• _ACTIVITY_
Take the data that follows and retype it word for word.

Items listed in a dataset

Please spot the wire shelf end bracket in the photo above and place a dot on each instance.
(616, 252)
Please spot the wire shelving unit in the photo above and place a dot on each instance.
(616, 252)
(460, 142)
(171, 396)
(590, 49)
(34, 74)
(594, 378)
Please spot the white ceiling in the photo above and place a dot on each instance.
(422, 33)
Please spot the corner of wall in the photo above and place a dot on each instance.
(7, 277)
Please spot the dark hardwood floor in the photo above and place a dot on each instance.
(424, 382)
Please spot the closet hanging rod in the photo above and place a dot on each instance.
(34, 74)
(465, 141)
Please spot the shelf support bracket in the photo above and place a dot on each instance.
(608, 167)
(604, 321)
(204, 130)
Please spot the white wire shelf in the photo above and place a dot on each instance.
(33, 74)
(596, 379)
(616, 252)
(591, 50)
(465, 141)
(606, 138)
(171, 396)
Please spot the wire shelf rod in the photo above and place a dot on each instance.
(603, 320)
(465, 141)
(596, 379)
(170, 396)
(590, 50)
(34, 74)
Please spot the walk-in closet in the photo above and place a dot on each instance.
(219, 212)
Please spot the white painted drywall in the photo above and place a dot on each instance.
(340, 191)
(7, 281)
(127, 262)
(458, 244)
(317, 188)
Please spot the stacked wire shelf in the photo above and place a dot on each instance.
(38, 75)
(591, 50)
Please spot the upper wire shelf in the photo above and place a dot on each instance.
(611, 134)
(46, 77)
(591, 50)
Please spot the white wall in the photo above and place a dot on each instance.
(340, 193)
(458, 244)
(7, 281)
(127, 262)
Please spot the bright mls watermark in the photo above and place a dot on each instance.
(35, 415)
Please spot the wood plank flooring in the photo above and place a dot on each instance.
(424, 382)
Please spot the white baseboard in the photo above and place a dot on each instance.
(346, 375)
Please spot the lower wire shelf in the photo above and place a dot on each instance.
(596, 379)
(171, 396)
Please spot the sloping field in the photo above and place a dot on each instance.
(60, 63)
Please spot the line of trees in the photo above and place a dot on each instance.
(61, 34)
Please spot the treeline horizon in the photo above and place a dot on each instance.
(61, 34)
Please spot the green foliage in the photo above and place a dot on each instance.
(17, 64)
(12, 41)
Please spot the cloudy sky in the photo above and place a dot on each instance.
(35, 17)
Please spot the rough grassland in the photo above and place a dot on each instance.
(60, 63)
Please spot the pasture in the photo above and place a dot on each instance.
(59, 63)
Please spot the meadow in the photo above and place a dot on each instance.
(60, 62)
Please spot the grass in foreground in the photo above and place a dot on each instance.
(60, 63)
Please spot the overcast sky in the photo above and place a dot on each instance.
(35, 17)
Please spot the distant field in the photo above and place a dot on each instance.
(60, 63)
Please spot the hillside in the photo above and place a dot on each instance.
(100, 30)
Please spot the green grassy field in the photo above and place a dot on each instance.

• _ANSWER TO THIS PROBLEM_
Please spot the wire shelf end bracket in the photo above and place a dot on each instance.
(616, 252)
Please spot the wire shelving unit in the photo above and place a dot on each instance.
(616, 252)
(460, 142)
(171, 396)
(590, 49)
(34, 74)
(594, 378)
Please spot the white ceiling in the photo above and place a dot on each instance.
(422, 33)
Please spot the corner of wall in the photo above and place a dot on each instance.
(7, 277)
Please spot the dark hardwood floor in the photo above and place a dot on each instance.
(424, 382)
Please spot the closet hanging rod in the photo above and place a dot on each instance.
(34, 74)
(465, 141)
Please spot the shelf support bracket in the photo above and place a dot on each instance.
(608, 167)
(604, 321)
(204, 130)
Please spot the white wire shelf in the photo above and place a dot on each instance.
(33, 74)
(596, 379)
(616, 252)
(591, 50)
(465, 141)
(606, 138)
(171, 396)
Please spot the wire shelf rod in the photo above and place a dot on each instance.
(603, 320)
(465, 141)
(596, 379)
(170, 396)
(590, 50)
(34, 74)
Please spot the walk-in closet in the photo above and place a dot on each instance.
(219, 212)
Please spot the white painted drywall in the photo above and place a dot on each instance.
(340, 191)
(7, 281)
(127, 262)
(458, 244)
(317, 188)
Please spot the stacked wire shelf in the photo above and place a dot on each instance.
(38, 75)
(591, 50)
Please spot the upper wire shelf in the photo above and place a dot on each instance.
(611, 134)
(46, 77)
(591, 50)
Please spot the white wall in the photo above and place a dot on each instance.
(340, 193)
(458, 244)
(7, 281)
(127, 262)
Please spot the bright mls watermark in the photo above and place a dot on each instance.
(35, 415)
Please spot the wood plank flooring in the photo above and place a dot on each instance.
(424, 382)
Please spot the white baseboard in the photo above and place a dot on each instance.
(346, 375)
Please spot the lower wire shelf in the photo above and place a dot on each instance.
(596, 379)
(171, 396)
Please spot the sloping field in the photo above and place a dot on each instance.
(60, 63)
Please spot the line of trees in the photo above and place a dot on each instance.
(61, 34)
Please spot the treeline horizon in the photo above and place a dot on each instance.
(61, 34)
Please spot the green foliage in the photo above and place a dot on each instance.
(17, 64)
(12, 41)
Please spot the cloudy sky in the photo above and place a dot on each instance.
(35, 17)
Please spot the rough grassland in the photo above and place a dot on each instance.
(60, 63)
Please spot the pasture in the photo above and place a dot on each instance.
(59, 63)
Please spot the meadow in the photo above and place a dot on each instance.
(60, 62)
Please spot the grass in foreground in the photo above and place a dot on each instance.
(60, 63)
Please spot the overcast sky in the photo above and place a dot on each instance.
(35, 17)
Please spot the distant field in the photo above and place a dot on each instance.
(60, 63)
Please spot the hillside in the photo above and place a dot on each instance.
(100, 30)
Please spot the green grassy field in the photo above and place a dot on each instance.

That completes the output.